[begin Given information]

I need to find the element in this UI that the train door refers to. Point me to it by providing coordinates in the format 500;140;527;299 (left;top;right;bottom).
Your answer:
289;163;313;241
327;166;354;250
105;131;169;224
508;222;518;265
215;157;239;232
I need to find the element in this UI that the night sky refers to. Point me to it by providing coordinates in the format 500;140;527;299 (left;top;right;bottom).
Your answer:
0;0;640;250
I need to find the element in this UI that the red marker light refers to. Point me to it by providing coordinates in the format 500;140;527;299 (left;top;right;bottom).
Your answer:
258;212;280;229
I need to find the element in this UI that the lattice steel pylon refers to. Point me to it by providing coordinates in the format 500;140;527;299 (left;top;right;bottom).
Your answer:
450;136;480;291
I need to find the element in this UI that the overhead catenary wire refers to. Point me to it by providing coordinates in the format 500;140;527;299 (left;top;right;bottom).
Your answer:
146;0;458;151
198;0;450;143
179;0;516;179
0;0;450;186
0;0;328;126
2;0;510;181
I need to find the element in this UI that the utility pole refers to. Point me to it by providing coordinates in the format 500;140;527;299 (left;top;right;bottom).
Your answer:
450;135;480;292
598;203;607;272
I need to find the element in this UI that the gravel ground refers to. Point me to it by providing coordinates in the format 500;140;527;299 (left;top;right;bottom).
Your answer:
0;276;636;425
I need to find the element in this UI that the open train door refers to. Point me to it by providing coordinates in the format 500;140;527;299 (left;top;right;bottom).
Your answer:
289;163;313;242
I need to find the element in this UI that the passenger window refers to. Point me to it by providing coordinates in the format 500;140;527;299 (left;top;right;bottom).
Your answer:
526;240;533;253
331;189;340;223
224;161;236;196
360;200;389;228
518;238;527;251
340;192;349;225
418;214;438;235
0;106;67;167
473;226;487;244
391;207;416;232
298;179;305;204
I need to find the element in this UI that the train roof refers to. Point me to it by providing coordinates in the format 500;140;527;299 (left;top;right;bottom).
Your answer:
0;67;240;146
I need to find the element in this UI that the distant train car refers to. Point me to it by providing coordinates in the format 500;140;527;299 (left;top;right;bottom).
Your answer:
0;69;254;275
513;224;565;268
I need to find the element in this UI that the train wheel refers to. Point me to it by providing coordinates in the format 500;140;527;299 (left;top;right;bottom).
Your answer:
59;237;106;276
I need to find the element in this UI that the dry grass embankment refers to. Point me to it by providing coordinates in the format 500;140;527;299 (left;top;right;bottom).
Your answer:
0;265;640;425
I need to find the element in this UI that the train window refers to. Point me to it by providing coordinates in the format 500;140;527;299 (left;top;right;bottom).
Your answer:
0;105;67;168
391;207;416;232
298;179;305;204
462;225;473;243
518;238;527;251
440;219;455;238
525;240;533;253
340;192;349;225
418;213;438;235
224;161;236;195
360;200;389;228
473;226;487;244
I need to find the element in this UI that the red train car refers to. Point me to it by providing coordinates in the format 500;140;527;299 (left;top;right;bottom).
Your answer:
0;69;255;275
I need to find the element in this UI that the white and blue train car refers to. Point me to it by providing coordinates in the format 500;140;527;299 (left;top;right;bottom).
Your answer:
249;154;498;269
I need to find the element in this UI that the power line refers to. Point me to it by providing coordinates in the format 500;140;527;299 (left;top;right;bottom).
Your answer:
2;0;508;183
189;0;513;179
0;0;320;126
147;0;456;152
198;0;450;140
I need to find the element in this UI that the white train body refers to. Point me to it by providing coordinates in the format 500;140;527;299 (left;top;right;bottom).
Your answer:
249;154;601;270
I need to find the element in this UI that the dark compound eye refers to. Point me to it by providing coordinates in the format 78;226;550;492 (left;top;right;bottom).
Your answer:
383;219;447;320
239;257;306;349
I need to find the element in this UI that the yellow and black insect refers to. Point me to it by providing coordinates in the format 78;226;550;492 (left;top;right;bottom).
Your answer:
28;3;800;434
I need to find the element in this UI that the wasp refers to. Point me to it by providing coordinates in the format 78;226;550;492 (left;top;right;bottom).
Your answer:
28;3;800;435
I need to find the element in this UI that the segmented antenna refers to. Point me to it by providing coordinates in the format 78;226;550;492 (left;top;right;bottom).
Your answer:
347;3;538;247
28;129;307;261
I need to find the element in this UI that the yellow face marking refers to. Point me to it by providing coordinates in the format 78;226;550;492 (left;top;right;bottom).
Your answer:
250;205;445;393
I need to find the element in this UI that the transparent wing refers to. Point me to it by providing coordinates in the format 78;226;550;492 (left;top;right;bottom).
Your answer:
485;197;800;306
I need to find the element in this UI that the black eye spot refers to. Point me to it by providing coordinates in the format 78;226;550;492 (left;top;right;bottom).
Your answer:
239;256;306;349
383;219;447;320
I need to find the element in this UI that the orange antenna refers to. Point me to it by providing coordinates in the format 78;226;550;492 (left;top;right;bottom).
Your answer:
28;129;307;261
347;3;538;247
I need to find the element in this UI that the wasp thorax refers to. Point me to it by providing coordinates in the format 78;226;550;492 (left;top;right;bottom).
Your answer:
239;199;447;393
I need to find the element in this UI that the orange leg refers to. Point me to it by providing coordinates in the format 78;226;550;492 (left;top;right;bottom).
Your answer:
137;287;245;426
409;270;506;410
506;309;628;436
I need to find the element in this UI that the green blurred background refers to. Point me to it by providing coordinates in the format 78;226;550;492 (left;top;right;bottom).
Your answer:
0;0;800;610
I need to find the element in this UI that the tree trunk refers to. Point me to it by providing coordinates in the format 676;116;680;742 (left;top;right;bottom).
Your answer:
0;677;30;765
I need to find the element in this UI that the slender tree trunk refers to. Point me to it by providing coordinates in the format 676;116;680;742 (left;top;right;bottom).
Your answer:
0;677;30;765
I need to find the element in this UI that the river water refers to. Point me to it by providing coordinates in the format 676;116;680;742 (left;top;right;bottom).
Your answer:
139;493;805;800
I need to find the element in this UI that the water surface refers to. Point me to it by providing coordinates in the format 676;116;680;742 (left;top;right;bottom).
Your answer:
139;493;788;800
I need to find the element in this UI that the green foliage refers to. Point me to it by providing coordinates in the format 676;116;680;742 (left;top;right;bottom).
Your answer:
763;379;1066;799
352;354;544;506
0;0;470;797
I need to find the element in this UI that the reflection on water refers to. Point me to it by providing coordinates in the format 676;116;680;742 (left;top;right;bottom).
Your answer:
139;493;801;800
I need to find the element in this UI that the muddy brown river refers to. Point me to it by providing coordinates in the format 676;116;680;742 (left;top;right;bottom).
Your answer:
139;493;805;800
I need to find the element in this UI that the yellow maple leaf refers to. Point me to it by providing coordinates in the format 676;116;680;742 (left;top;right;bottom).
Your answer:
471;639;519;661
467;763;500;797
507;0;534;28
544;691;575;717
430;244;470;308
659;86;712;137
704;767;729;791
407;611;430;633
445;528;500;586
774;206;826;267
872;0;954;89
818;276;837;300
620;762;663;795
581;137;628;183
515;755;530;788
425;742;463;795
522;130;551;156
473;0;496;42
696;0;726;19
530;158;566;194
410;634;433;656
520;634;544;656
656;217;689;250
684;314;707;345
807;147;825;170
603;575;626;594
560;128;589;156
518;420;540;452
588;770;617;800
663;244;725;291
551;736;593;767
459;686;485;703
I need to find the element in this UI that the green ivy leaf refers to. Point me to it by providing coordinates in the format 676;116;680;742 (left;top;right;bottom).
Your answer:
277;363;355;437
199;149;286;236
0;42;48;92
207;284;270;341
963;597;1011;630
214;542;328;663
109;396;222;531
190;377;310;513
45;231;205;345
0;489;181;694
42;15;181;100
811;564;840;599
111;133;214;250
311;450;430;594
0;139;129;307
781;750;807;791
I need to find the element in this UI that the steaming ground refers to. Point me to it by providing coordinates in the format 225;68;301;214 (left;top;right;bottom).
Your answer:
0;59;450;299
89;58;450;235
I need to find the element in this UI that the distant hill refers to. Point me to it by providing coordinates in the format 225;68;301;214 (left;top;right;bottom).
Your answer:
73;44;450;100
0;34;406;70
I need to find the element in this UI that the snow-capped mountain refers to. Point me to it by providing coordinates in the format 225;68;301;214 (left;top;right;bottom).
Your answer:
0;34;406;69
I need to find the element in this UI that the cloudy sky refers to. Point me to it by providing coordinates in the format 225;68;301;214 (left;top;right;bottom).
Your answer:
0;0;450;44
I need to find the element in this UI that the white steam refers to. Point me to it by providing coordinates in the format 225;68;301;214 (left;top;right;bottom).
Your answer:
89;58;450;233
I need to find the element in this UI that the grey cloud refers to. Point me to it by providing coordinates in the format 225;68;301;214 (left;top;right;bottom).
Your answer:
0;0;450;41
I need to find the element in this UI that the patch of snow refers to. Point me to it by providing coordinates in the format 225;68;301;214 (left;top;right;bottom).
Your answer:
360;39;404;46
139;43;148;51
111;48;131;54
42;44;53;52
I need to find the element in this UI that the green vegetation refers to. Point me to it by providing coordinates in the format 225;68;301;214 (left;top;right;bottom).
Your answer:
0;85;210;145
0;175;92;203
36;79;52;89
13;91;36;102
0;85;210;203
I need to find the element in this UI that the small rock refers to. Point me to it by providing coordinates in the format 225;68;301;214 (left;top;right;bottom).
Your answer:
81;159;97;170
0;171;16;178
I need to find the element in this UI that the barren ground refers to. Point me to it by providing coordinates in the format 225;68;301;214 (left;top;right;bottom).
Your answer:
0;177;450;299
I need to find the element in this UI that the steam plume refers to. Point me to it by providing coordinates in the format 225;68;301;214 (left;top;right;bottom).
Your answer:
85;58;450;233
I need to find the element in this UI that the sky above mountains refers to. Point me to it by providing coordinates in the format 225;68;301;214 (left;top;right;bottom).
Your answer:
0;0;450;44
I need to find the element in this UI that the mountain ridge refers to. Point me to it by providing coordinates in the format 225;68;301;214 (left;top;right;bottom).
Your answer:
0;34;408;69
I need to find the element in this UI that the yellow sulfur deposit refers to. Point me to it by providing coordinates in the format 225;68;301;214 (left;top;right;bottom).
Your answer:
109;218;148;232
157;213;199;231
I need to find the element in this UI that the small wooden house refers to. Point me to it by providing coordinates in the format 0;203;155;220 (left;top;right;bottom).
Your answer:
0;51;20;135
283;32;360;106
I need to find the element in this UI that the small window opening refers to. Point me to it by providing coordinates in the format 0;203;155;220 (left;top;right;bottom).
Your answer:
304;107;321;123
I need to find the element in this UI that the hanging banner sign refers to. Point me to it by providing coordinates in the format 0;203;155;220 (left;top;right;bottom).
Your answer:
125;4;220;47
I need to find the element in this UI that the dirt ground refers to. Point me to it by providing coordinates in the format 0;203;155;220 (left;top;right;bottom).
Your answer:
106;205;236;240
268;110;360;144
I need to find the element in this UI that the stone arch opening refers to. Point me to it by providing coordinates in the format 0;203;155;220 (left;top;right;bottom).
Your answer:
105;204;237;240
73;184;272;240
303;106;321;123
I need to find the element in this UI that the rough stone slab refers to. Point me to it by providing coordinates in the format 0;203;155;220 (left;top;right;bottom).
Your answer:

[end Given information]

◆ **Aim**:
Copy the part of the listing that opens with the line containing "the yellow sulfur" and closes with the line containing "157;213;199;231", keeping every character the same.

◆ **Solution**:
I need to find the element in this UI that the yellow sulfur deposit refers to. Point me to it by providing coordinates in the format 225;68;301;214 (left;top;right;bottom).
Your answer:
109;218;148;232
157;213;199;231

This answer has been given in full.